• DOCUMENT EXCERPT
※

A week later, Russia’s vocal opposition leader Alexei Navalny also appeared in court. A lawyer and anti-corruption blogger, with a substantial middle-class following, and sometimes darkly nationalist views, Navalny was Putin’s best-known opponent. (Putin was unable to bring himself to utter Navalny’s name, and referred to him disparagingly as ‘that gentleman’.) Navalny was jailed for five years for ‘stealing’ from a timber firm. Nobody really believed the charges. The sentence was later suspended in what looked like a moment of Kremlin in-fighting.

Russia’s direction of travel, then, was becoming murkier; corruption, show trials and political pressure on the judiciary were everyday facts of life. In a very KGB twist, Putin had passed a new law requiring all nongovernmental
organisations that received western funding to register as ‘foreign agents’. Ahead of the 2014 winter Olympics, to be held in the Black Sea resort of Sochi, the Duma had enacted legislation against ‘gay propaganda’. These moves were part of a wider political strategy in which Putin appealed directly to his conservative base – workers, pensioners, state employees – over the heads of Moscow’s educated and restive bourgeoisie.

According to the activists who met him at Sheremetyevo, Snowden had several new minders. Who were they? All of Moscow assumed they were undercover agents from the FSB.

The FSB is Moscow’s pre-eminent intelligence agency. It is a prodigiously resourced organisation that operates according to its own secret rules. After the collapse of the Soviet Union the KGB was dissolved. But it didn’t disappear. In 1995 most of the KGB’s operations were transferred to the new FSB. Nominally it carries out the same functions as the FBI and other western law enforcement agencies – criminal prosecution, investigations into organised crime and counter-terrorism. But its most important job is counter-espionage.

One of the lawyers invited to Snowden’s 12 June press conference was Anatoly Kucherena. Afterwards Snowden sent an email to Kucherena and asked for his help. Kucherena agreed. He returned to Sheremetyevo two days later and held a long meeting with Snowden. He explained Russian laws. He also suggested Snowden abandon his other asylum requests. ‘I don’t know why he picked me,’ the lawyer says.

The following day Kucherena visited again, and put together Snowden’s application to Russia’s migration service for temporary asylum. Suddenly, Kucherena was taking the role of Snowden’s public advocate, his channel to the world. ‘Right now he wants to stay in Russia. He has options. He has friends and a lot of supporters … I think everything will be OK,’ he told reporters.

※

• RECORDED INFORMATION
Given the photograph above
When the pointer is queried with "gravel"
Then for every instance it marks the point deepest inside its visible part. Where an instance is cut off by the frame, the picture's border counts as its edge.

※

• THINGS TO DO
(1) From the excerpt about Snowden in Russia, list the groups that make up the conservative base Putin appealed to directly.
(2) Carry on the excerpt about Snowden in Russia from the point where it stops.

• FINAL RESULTS
(1) Workers, pensioners, state employees

(2)
It’s unclear why Snowden reached out to Kucherena. But the defence lawyer had connections in all the right places. A Kremlin loyalist, he publicly supported Putin’s 2011 campaign to return as president. Bulky, grey-haired, bonhomous, the 52-year-old Kucherena was used to dealing with celebrities. (He had represented several Russian stars including the Kremlin-friendly film director Nikita Mikhalkov.)

But as well as high-society contacts, Kucherena has other useful connections. He is a member of the FSB’s ‘public chamber’, a body Putin created in 2006. The council’s mission is nebulous, given that it involves a spy agency: it is to ‘develop a relationship’ between the security service and the public. The FSB’s then director Nikolai Patrushev approved Kucherena’s job; he is one of fifteen members. Fellow lawyers say he is not an FSB agent as such. Rather, they suggest, he is a ‘person of the system’.

Few, then, believe Kucherena is an independent player. He was one of very few people allowed to visit Snowden. During his trips to the airport he brought gifts. They included a Lonely Planet guide to Russia, and a guide to Moscow. The lawyer also selected several classics ‘to
help Snowden understand the mentality of the Russian people’: Fyodor Dostoyevsky’s
Crime and Punishment
, a collection of stories by Anton Chekhov, and writings by the historian Nikolai Karamzin. Snowden quickly polished off
Crime and Punishment
. After reading selections from Karamzin, a 19th-century writer who penned the first comprehensive history of the Russian state, he asked for the author’s complete works. Kucherena also gave him a book on the Cyrillic alphabet to help him learn Russian, and brought a change of clothes.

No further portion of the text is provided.